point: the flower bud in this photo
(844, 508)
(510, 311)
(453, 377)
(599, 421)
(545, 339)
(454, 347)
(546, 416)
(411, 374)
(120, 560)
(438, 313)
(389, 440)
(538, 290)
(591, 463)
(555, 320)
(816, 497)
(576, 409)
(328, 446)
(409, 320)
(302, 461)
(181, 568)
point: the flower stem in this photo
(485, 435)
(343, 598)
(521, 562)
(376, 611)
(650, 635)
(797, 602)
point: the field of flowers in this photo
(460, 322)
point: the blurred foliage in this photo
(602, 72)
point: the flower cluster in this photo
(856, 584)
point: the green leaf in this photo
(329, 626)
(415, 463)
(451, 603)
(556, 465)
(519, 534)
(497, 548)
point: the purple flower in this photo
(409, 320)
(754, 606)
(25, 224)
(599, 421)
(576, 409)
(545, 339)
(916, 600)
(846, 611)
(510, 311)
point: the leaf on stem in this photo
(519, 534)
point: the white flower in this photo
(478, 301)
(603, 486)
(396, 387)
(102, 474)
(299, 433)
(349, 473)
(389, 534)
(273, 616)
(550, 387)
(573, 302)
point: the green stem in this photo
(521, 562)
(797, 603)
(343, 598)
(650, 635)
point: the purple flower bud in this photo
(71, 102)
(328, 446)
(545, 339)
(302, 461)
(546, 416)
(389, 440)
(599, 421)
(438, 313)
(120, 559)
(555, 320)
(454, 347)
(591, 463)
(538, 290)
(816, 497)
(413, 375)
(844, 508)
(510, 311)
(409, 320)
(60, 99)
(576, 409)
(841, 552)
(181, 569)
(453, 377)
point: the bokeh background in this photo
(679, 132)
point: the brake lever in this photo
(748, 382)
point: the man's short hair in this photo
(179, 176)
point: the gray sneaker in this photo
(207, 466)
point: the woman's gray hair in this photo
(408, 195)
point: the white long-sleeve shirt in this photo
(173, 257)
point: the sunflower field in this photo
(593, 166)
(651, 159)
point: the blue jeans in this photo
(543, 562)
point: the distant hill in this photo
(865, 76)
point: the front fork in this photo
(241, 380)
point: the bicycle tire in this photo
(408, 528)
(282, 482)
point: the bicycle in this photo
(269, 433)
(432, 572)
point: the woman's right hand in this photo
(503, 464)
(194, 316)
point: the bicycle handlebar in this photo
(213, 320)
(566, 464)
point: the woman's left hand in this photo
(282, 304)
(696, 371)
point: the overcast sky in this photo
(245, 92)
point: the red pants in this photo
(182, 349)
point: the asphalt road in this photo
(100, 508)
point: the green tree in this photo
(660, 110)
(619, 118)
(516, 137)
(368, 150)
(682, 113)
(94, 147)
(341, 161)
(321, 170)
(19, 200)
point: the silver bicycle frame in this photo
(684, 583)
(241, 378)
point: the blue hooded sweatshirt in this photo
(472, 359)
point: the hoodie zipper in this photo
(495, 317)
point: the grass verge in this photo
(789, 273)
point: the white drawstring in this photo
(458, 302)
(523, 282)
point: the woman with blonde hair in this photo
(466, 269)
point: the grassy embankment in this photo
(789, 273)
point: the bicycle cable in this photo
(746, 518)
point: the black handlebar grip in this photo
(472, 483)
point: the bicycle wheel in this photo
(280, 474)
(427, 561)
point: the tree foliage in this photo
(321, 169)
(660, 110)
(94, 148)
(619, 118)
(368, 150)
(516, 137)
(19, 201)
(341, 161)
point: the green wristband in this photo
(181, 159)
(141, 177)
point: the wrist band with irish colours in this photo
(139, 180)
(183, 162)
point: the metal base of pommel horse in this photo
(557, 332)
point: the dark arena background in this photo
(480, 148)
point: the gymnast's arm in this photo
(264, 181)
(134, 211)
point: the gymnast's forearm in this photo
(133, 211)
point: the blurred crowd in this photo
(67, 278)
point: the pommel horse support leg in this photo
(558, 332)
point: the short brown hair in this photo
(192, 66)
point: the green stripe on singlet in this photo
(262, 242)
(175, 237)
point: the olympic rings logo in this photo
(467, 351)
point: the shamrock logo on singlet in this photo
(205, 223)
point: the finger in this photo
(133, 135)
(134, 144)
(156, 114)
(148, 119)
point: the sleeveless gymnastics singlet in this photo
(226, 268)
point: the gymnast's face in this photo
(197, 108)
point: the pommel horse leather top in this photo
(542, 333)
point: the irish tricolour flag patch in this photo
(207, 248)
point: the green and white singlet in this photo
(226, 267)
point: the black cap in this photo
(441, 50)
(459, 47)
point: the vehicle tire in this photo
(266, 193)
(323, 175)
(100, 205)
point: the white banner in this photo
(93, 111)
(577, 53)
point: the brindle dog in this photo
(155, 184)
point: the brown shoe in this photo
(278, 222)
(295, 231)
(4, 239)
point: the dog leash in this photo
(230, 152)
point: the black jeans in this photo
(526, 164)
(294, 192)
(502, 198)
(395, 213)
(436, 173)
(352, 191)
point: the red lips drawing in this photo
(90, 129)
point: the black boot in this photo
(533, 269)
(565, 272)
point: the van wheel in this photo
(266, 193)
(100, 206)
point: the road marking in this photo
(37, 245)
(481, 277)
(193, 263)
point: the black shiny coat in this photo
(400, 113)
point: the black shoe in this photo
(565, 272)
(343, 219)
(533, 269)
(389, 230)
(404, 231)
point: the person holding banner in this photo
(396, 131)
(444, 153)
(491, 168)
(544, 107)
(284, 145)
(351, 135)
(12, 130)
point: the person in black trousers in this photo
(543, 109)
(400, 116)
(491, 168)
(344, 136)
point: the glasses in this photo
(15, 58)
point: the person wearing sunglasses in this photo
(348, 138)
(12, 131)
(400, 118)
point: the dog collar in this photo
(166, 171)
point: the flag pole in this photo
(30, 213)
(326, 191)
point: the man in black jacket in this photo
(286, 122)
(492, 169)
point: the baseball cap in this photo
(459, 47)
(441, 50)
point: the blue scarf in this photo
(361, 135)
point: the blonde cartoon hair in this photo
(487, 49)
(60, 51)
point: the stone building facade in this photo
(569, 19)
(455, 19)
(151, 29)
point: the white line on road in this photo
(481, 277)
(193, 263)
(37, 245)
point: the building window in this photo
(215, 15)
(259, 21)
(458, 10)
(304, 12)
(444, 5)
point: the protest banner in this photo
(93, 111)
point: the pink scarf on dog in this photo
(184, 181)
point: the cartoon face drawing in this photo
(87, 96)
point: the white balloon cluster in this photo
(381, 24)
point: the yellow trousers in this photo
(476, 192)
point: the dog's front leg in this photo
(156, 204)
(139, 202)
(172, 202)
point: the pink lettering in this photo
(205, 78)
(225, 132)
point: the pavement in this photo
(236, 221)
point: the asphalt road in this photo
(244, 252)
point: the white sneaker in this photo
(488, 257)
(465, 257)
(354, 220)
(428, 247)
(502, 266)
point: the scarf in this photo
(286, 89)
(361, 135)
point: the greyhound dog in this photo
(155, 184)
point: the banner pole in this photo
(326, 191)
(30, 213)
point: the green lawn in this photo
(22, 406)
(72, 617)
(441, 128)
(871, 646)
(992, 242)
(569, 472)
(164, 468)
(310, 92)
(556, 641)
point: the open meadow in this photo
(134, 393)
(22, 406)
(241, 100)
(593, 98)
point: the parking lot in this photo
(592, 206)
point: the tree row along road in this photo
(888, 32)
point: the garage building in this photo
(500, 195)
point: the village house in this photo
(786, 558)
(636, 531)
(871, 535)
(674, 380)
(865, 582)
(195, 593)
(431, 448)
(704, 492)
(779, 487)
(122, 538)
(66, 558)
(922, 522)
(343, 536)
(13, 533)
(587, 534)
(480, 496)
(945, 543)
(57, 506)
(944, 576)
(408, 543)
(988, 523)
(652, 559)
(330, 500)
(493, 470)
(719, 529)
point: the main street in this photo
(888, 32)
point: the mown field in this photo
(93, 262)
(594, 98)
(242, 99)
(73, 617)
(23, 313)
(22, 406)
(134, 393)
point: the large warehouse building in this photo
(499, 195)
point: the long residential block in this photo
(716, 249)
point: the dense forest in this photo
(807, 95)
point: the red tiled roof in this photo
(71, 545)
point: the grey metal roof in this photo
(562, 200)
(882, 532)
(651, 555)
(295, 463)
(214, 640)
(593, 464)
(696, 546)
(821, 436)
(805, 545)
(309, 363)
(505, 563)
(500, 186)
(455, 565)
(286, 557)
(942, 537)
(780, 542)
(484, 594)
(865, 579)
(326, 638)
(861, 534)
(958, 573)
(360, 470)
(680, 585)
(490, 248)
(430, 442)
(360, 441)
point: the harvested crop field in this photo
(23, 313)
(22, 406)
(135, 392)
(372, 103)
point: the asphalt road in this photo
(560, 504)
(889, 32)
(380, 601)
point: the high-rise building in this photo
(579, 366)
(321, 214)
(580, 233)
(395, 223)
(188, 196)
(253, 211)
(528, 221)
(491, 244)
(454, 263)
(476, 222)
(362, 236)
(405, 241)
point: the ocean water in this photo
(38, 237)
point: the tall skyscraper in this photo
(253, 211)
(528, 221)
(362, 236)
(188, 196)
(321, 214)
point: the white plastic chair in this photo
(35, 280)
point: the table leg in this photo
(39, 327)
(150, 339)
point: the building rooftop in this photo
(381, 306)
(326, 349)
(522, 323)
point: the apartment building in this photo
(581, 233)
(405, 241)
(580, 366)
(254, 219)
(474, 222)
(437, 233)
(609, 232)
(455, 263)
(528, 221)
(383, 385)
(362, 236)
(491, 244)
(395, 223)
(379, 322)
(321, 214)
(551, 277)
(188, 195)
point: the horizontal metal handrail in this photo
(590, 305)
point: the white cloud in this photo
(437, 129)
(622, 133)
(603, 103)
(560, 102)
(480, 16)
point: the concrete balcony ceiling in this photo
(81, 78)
== == ==
ASSIGNMENT>
Extract exactly the lines between the line containing "point: the white cloud in this photo" and the end of the data, including both.

REPLY TO THE TASK>
point: the white cloud in this photo
(437, 129)
(622, 133)
(603, 103)
(560, 102)
(480, 16)
point: the concrete balcony ceiling in this photo
(81, 78)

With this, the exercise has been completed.